_Request_
Update the data below by changing "instance" to "occurrence" everywhere it appears. Write out all the lines again with nothing else altered.
□ □ □ □ □ □ □
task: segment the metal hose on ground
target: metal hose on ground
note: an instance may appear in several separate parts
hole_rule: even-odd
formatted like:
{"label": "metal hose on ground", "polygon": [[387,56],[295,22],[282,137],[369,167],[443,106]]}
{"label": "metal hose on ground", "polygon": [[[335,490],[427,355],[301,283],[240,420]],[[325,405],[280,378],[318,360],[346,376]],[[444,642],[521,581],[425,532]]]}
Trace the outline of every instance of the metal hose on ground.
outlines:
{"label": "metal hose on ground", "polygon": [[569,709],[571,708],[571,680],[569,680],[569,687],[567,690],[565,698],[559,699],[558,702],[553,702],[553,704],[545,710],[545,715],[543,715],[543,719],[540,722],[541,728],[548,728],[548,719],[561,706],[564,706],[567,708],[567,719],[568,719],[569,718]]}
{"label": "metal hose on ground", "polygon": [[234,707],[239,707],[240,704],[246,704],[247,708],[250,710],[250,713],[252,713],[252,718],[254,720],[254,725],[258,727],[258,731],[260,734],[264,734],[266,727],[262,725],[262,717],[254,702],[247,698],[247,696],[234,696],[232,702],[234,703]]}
□ □ □ □ □ □ □
_Worked solution_
task: segment the metal hose on ground
target: metal hose on ground
note: an occurrence may appear in several separate parts
hole_rule: even-odd
formatted like:
{"label": "metal hose on ground", "polygon": [[387,56],[295,22],[282,137],[369,167],[443,106]]}
{"label": "metal hose on ground", "polygon": [[[335,490],[427,355],[301,283],[240,420]],[[325,405],[280,378],[318,360],[346,376]],[[444,642],[521,581],[425,532]]]}
Trace the outline of every occurrence of the metal hose on ground.
outlines:
{"label": "metal hose on ground", "polygon": [[569,709],[571,708],[571,680],[569,680],[569,687],[567,690],[565,698],[559,699],[558,702],[553,702],[553,704],[545,710],[545,715],[543,715],[543,719],[540,722],[541,728],[548,728],[548,719],[561,706],[564,706],[567,708],[567,719],[568,719],[569,718]]}
{"label": "metal hose on ground", "polygon": [[234,707],[239,707],[240,704],[246,704],[247,708],[250,710],[250,713],[252,713],[252,718],[254,720],[254,725],[258,727],[258,731],[260,734],[264,734],[266,727],[262,725],[262,717],[254,702],[247,698],[247,696],[234,696],[232,702],[234,703]]}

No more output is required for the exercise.